==== TRECHO DO DOCUMENTO ====

Revisões radicais

Na história brasileira não houve precedente de revisões radicais, que transformassem vencidos em vencedores e que lhes permitissem rendosas indenizações por atos e fatos de lutas civis ocorridas dezenas de anos antes.

Após a proclamação da República, gerada por um golpe militar, não se tem notícia de monarquistas que se considerassem injustiçados e pretendessem ressarcimento por violências dos governantes republicanos. O próprio Pedro II recusou a verba que lhe quis destinar o marechal Deodoro. Nem as famílias dos fuzilados de Anhatomirim, em Florianópolis, ou da Serra da Graciosa, no Paraná, ou dos degolados do Boi Preto, jamais buscaram nada do Tesouro público, a título de reparação. Todos se consideraram protagonistas de um evento histórico de momento conturbado, em que as responsabilidades civis se diluíam com a mesma incerteza das calamidades da natureza e da força maior. Por Sérgio da Costa Franco*

Depois de 1930 e da anistia votada pela Constituinte de 1933/34, encerrou-se o assunto e ninguém falou em indenização por injustiças sofridas durante o processo insurrecional ou no ciclo dos levantes tenentistas que o precederam. Até porque o presidente Vargas instituiu a prescrição quinquenal de todos os créditos junto à Fazenda Pública. Protegeu, assim, o erário contra assaltos extemporâneos de sedizentes vítimas de agravos e injustiças.

==== LINHAS EXTRAÍDAS ====

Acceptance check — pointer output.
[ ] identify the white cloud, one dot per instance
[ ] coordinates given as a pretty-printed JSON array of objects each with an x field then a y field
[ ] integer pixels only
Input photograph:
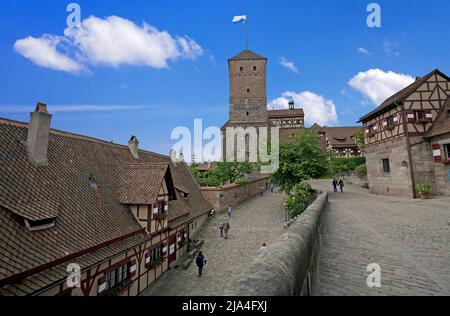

====

» TAREFAS SOLICITADAS
- a) Enumere todas as pessoas mencionadas nominalmente no texto sobre as revisões radicais na história brasileira.
- b) Prossiga com o texto sobre as revisões radicais na história brasileira a partir do ponto em que ele termina.

» RESPOSTAS POR TAREFA
- a) Pedro II, marechal Deodoro, Sérgio da Costa Franco, presidente Vargas

- b)
Cremos que existia outrora a consciência de que as atividades políticas envolviam riscos previsíveis, mormente quando insurrecionais, e prescindiam de vantagens econômicas. O patriotismo parecia incompatível com posturas mercenárias.

Assim não entendeu, entretanto, a esquerda revolucionária que o golpe militar de 1964 derrotou. E as reabilitações, reparações e ressarcimentos atingiram níveis jamais imaginados. Um cadete expulso da Escola Militar em 1935 por envolvimento na intentona comunista, terminou aposentado com proventos de coronel, 60 anos depois da punição e de uma tranquila e vitoriosa atividade como civil. As indenizações calculadas pelo vitimismo excederam tudo quanto se poderia imaginar como saque ao Fisco.

Todavia, o assalto não foi suficiente para saciar o apetite das esquerdas rebeldes. Pretende-se agora reprisar o processo dos conflitos que sucederam ao golpe de 1964, ressuscitando os temas da Guerra Fria, com intuito evidente de glorificar Marighelas, Lamarcas e seus desastrados seguidores.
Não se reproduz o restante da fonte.